**Written request**
In the text about Spillerforeningen below, repeat word for word the passage that begins at the words "The association has" and stops after the words "(DBU) and Spillerforeningen.".

===== Extract provided

Spillerforeningen
- The logo in use since November 2022
- Abbreviation: SPFO, SPF
- Founded: 19 May 1977; 48 years ago
- Headquarters: Frederiksholms Kanal, Copenhagen, Denmark
- Location: Denmark;
- Members: 1,580 (2022)
- Key people: Michael Sahl Hansen (executive director) Jeppe Lund Curth (chairman)
- Affiliations: FIFPRO (international) FH (national) DEF (national)
- Website: spillerforeningen.dk

= Spillerforeningen =

Danish Football Players Association

Spillerforeningen (SPFO, the Society of Professional Footballers or the Danish Football Players Association) is the Danish interest organisation and trade union for elite-level association football players, with members ranging from footballers in the four nationwide men's leagues of the Danmarksturneringen i fodbold (DM), the women's top flight league, Danish professionals playing abroad and retired footballers. It was founded in 1977, and has approximately 1,500 members (2022), of which a percentage are full-time professional football players in either Denmark or abroad. The association maintain, safeguard and advance the sporting and financial interests of the elite footballers towards Divisionsforeningen (DF) and the Danish Football Association (DBU). Jeppe Lund Curth is the current chairman of the organisation, elected in June 2016, while Michael Sahl Hansen is the CEO.

The association has been a part of the international players' union FIFPRO since 1993. On 18 June 2004, the association became a member of Danish Confederation of Trade Unions (LO), which on 1 January 2019 was replaced by the Danish Trade Union Confederation (FH). SPFO is also a member of Danske Elitesportsudøveres Forening (DEF). The annual Danish Football Player of the Year Award for both men and women is awarded in a collaboration between the Danish Football Association (DBU) and Spillerforeningen.

==========
===== Given data

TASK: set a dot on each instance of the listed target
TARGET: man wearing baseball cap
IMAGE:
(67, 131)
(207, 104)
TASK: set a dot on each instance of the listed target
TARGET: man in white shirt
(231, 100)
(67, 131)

==========
===== Given data

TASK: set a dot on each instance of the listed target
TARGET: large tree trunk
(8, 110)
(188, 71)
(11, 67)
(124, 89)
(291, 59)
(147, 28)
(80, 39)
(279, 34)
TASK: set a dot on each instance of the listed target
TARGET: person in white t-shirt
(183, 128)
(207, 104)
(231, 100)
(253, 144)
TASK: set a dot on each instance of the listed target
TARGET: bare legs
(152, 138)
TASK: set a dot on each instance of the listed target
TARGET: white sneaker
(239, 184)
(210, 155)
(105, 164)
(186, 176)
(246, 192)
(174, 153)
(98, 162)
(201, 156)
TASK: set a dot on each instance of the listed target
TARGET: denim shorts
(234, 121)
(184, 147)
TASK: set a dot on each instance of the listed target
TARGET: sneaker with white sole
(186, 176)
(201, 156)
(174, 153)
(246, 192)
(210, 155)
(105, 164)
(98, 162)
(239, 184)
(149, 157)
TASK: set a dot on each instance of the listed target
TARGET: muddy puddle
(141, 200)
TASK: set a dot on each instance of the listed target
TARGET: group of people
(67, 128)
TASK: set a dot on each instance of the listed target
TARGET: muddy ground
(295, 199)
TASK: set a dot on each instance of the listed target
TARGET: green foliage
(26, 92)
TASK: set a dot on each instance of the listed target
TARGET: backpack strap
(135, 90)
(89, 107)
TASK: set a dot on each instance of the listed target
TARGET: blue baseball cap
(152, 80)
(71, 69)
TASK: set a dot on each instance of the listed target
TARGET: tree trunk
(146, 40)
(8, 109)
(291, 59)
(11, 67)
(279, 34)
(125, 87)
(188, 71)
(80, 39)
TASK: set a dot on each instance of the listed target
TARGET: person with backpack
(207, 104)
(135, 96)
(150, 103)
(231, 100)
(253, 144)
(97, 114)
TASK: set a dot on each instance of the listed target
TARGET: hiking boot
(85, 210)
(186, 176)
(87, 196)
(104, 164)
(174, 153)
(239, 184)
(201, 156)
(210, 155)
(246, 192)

==========

**Result for this exercise**
The association has been a part of the international players' union FIFPRO since 1993. On 18 June 2004, the association became a member of Danish Confederation of Trade Unions (LO), which on 1 January 2019 was replaced by the Danish Trade Union Confederation (FH). SPFO is also a member of Danske Elitesportsudøveres Forening (DEF). The annual Danish Football Player of the Year Award for both men and women is awarded in a collaboration between the Danish Football Association (DBU) and Spillerforeningen.